> _THE PROBLEM_: Lay out the lines from the one containing "pixel 35 145." through the one containing "pixel 228 77", inclusive, as a Markdown table with the columns Index and Text. Number each line and skip any blank lines.
— BEGIN TASK DATA —
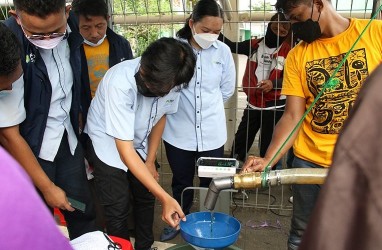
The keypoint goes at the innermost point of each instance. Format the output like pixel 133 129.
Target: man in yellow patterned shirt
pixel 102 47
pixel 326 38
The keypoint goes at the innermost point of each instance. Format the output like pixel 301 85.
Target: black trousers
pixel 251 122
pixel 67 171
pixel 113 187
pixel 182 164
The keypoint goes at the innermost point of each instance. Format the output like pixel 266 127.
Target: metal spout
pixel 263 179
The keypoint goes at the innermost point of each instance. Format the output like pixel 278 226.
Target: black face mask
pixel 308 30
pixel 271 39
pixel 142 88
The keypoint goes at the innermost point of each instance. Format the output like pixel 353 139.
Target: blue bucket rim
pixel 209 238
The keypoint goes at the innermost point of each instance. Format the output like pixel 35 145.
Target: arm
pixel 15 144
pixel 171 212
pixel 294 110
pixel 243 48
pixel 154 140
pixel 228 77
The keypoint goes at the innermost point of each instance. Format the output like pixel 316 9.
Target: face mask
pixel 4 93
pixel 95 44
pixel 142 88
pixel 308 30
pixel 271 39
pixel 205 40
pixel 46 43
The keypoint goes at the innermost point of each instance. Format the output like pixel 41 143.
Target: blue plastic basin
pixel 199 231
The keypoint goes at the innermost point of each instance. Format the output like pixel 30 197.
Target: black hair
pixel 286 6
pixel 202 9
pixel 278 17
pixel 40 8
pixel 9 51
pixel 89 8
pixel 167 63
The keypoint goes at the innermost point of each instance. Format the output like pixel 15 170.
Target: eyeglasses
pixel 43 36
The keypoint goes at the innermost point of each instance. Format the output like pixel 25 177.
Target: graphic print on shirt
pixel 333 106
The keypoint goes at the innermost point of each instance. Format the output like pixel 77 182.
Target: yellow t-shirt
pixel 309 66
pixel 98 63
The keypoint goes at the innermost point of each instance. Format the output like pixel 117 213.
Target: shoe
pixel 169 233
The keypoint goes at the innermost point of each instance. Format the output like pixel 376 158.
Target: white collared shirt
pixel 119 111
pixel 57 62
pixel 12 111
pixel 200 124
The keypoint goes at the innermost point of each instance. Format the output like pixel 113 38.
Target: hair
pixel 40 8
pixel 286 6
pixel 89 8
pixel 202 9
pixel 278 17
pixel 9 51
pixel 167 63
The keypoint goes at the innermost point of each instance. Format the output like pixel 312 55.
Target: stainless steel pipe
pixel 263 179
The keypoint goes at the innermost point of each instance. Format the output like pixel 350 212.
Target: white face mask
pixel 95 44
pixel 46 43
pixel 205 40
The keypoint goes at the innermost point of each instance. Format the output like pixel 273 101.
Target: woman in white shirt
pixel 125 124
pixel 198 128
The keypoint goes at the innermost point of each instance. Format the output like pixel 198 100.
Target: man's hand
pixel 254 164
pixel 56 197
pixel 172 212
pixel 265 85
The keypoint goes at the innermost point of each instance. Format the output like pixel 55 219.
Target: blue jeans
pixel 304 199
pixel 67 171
— END TASK DATA —
— BEGIN TASK DATA —
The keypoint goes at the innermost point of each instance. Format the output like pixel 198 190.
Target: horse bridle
— END TASK DATA —
— BEGIN TASK DATA —
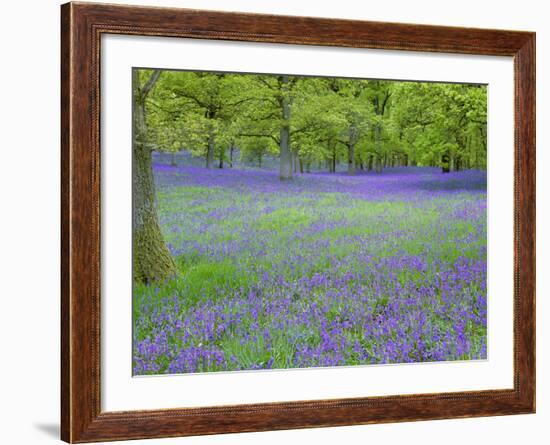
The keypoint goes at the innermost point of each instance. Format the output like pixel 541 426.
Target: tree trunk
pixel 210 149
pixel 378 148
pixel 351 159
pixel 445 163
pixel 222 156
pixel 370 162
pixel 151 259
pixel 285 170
— END TASK DATA —
> _RESPONSE TO THIS EXERCISE_:
| Index | Text |
|---|---|
| 1 | The keypoint goes at the innermost point of each instance. Format the output like pixel 35 145. |
| 2 | Target: arm |
| 3 | pixel 15 144 |
| 4 | pixel 171 212 |
| 5 | pixel 294 110 |
| 6 | pixel 243 48 |
| 7 | pixel 154 140 |
| 8 | pixel 228 77 |